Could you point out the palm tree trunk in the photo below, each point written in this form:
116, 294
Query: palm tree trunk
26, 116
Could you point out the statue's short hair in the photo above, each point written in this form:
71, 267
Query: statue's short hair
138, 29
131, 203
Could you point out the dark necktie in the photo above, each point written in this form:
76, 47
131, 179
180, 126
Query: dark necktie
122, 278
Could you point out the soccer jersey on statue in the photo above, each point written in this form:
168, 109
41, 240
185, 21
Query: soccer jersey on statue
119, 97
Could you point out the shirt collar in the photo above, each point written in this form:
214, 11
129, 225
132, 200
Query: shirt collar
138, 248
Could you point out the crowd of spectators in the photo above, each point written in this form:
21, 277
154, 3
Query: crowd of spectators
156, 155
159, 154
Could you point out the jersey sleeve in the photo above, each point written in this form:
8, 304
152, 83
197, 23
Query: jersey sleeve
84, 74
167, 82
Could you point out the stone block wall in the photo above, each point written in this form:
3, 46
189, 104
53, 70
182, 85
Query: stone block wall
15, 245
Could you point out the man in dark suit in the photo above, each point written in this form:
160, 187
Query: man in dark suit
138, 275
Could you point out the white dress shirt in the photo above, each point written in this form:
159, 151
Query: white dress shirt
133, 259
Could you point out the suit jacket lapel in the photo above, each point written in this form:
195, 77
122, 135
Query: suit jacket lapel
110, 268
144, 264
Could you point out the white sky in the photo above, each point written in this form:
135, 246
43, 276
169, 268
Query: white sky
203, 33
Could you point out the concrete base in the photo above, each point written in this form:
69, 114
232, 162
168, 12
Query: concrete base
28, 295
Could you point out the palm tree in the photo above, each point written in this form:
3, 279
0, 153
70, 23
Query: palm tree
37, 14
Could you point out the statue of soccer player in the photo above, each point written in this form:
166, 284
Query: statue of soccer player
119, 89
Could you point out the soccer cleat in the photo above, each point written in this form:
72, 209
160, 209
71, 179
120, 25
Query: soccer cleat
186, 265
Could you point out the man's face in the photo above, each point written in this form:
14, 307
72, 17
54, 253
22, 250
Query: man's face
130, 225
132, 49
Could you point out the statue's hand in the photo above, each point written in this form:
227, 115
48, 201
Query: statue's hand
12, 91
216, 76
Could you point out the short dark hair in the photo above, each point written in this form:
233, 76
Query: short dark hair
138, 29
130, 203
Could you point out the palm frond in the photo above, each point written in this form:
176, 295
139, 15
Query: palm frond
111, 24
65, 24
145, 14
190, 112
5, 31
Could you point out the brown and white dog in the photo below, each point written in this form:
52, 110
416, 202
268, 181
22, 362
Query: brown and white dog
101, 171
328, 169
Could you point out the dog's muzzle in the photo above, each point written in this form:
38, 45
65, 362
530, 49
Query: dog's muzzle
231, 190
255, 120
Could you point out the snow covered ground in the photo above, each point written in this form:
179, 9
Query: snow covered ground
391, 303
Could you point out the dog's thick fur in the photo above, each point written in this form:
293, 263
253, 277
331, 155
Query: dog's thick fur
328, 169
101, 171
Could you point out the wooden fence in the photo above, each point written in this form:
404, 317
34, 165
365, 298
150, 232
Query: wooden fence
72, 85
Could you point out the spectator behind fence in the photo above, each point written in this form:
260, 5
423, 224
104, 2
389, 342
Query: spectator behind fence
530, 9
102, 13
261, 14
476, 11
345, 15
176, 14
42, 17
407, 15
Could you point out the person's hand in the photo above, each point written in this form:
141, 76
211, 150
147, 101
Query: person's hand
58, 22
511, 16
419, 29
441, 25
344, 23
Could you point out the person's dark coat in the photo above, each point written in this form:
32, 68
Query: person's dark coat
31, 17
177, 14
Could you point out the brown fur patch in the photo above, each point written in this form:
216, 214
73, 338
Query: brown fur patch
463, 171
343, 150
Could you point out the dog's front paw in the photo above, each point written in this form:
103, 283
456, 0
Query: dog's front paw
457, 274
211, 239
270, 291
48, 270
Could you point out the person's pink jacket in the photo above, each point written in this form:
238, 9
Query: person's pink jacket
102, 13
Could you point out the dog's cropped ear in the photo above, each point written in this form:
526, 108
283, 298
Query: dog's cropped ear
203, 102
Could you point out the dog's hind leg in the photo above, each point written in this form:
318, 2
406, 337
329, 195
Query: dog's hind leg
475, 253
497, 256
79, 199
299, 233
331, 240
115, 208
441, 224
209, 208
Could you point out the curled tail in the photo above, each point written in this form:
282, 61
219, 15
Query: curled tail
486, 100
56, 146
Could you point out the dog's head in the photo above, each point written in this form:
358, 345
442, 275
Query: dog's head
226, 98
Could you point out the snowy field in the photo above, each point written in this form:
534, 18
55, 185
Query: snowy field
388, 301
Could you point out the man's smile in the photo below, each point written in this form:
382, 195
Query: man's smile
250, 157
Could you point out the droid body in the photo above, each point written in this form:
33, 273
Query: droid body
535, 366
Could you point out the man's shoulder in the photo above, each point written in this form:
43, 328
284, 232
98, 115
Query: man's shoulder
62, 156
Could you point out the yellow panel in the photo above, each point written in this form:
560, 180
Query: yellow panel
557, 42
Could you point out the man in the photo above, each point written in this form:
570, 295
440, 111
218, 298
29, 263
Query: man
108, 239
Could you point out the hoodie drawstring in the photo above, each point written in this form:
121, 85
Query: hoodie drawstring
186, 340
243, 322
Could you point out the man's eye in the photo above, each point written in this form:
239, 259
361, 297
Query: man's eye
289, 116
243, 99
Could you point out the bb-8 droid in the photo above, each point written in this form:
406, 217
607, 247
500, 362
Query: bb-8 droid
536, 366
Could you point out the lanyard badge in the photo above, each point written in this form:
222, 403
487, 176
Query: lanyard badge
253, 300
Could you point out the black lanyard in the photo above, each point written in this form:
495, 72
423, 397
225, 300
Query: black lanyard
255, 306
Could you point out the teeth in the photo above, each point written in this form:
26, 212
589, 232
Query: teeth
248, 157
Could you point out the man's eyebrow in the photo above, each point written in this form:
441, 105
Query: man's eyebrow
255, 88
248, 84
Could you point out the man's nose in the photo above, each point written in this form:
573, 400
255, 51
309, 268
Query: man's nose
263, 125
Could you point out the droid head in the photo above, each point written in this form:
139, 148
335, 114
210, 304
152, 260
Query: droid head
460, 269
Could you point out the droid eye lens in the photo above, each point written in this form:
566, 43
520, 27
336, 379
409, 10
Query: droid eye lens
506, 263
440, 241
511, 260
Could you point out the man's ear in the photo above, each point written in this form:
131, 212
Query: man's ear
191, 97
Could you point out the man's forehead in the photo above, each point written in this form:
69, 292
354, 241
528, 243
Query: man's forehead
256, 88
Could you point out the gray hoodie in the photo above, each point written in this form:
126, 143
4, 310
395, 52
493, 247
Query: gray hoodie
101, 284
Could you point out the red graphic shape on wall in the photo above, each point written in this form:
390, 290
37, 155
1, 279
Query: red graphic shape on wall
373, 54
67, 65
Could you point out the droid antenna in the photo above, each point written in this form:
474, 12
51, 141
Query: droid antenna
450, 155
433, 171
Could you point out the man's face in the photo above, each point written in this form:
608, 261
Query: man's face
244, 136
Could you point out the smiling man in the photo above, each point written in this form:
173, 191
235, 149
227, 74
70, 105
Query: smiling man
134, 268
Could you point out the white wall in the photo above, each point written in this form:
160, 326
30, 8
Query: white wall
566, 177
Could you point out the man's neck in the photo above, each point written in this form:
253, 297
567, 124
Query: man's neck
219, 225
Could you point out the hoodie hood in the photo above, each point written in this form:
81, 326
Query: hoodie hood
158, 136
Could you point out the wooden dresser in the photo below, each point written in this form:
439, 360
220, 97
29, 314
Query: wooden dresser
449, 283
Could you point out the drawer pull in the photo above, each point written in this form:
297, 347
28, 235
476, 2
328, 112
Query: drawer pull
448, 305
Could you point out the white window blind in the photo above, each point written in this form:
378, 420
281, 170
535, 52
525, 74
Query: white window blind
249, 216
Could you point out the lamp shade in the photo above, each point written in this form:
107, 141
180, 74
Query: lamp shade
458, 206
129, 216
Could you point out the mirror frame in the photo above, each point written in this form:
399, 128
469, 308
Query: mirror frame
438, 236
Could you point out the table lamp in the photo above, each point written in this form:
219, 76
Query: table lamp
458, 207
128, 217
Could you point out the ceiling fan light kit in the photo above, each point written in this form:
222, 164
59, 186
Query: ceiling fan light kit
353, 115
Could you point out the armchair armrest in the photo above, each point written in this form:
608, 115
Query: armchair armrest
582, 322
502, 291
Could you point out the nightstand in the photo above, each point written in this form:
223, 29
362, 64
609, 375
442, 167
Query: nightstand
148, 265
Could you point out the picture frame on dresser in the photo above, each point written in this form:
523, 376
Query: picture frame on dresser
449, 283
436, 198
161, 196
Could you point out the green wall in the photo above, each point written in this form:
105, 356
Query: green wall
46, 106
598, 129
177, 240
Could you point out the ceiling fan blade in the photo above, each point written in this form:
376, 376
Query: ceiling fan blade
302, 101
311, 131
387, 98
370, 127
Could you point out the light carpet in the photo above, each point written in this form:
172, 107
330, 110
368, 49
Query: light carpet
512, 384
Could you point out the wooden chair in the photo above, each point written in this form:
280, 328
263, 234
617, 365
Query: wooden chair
####################
§ Stated exercise
Reproduce the listing above word for word, from the line containing "Could you point out the ceiling fan light" through the last line of the listing.

§ Completed task
Could you point out the ceiling fan light kit in the photo above, each point written in this form:
222, 164
59, 186
Query: ceiling fan light kit
353, 115
Could you point out the armchair armrest in the photo above, each point written in this form:
608, 115
Query: armchair armrest
582, 322
502, 291
Could you point out the nightstand in the photo above, each point written in this form:
223, 29
362, 64
609, 375
442, 167
Query: nightstand
148, 265
Could you point out the picture frame on dresser in the photo above, each point written in this form:
523, 376
Query: picture frame on dresser
449, 283
436, 198
161, 196
Could you point out the green wall in the photo above, each point written in this form:
105, 356
Query: green wall
46, 106
598, 129
177, 240
Could you point out the ceiling fan blade in the photo above, each point written in this form:
376, 376
Query: ceiling fan blade
302, 101
311, 131
387, 98
370, 127
Could you point out the light carpet in the photo above, each point written in this form:
172, 107
330, 110
368, 49
Query: light carpet
512, 384
Could you point out the wooden chair in the photo above, each point written in this form:
280, 328
263, 234
617, 365
Query: wooden chair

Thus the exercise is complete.